PROBLEM TO SOLVE:
Name every person mentioned by name in the article below about Christopher Wylie and Facebook.

** start of EXCERPT **

'Fix Facebook, whether it wants to or not'
BRUSSELS: Eight months after revealing links between Facebook and Cambridge Analytica (CA), whistleblower Christopher Wylie is pushing for the web giant to be regulated – whether it wants to or not.
He is scathing about Facebook’s “man-child” chief executive Mark Zuckerberg and the arrogance of the company he runs.
“Facebook knew about what happened with Cambridge Analytica, well before the Trump election, well before Brexit, it did nothing about it,” Wylie said.
“They knew about Russian disinformation campaigns on their platform, but to preserve the integrity of their reputation, they place their company above their country.”
Last March, Wylie revealed data analytics firm Cambridge Analytica took millions of Facebook users’ data to build psychological profiles.
He knew because he worked as the company’s research director.
Targeted political campaign messages were used in the US presidential election and in the run-up to Britain’s 2016 Brexit vote, he said.
Zuckerberg in March acknowledged the data breach but said it had happened without Facebook’s knowledge and acted to ensure it never happened again, he added.
It is a complex story, but the important thing, said Wylie, was to stay focused on the key facts.

** end of EXCERPT **
** start of RECORDS **

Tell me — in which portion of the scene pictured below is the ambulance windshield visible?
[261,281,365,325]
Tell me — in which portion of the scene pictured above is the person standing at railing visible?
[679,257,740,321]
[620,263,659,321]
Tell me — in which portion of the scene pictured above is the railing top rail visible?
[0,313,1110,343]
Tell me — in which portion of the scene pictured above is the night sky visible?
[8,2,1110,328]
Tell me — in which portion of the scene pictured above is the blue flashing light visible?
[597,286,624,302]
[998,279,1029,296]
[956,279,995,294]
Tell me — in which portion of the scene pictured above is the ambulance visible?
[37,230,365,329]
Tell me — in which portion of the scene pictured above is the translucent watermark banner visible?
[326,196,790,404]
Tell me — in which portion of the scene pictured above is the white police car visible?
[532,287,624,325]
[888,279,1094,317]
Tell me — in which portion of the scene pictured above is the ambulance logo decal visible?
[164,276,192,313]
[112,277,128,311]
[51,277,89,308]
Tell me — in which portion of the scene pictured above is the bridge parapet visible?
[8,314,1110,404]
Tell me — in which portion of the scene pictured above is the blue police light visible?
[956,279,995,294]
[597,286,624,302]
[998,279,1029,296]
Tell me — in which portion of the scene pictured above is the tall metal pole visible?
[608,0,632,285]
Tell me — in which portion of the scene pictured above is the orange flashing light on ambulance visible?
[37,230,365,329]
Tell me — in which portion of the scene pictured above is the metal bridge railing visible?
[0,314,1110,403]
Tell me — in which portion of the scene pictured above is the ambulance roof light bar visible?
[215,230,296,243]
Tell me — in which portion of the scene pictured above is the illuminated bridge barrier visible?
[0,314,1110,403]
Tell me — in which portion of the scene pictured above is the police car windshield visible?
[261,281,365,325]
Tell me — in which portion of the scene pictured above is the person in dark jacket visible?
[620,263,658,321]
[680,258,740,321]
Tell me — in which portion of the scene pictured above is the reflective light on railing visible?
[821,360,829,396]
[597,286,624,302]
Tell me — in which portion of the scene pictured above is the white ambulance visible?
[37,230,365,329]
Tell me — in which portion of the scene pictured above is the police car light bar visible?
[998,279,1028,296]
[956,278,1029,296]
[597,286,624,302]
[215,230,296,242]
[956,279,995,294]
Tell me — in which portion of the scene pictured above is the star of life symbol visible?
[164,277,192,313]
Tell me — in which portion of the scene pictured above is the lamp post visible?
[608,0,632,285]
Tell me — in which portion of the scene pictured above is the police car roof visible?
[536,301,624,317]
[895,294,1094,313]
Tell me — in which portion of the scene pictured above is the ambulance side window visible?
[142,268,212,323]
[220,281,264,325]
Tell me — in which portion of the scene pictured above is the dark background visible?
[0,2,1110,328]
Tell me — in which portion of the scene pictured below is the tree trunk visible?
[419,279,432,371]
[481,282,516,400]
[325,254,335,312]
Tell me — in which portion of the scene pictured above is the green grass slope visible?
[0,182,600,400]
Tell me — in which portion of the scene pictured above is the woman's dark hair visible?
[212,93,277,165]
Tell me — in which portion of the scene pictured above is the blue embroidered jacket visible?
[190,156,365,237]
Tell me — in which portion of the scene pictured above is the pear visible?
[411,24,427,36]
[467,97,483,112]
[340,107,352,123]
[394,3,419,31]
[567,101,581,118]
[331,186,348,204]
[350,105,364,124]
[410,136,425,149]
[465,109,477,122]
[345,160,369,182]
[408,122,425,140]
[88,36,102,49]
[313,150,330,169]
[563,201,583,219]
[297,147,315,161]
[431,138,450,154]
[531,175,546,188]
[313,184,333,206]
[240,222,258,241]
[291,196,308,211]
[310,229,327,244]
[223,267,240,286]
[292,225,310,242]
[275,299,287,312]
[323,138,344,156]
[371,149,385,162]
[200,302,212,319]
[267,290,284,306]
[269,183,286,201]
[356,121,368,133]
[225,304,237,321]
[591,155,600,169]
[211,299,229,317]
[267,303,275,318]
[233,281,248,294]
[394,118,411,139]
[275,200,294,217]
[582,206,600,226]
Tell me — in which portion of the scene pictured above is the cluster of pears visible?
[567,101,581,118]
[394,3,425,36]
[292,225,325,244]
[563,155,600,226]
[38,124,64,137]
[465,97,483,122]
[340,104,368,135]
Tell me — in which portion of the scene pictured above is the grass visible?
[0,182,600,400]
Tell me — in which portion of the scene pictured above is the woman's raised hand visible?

** end of RECORDS **

FINISHED ANSWER:
Christopher Wylie, Mark Zuckerberg, Trump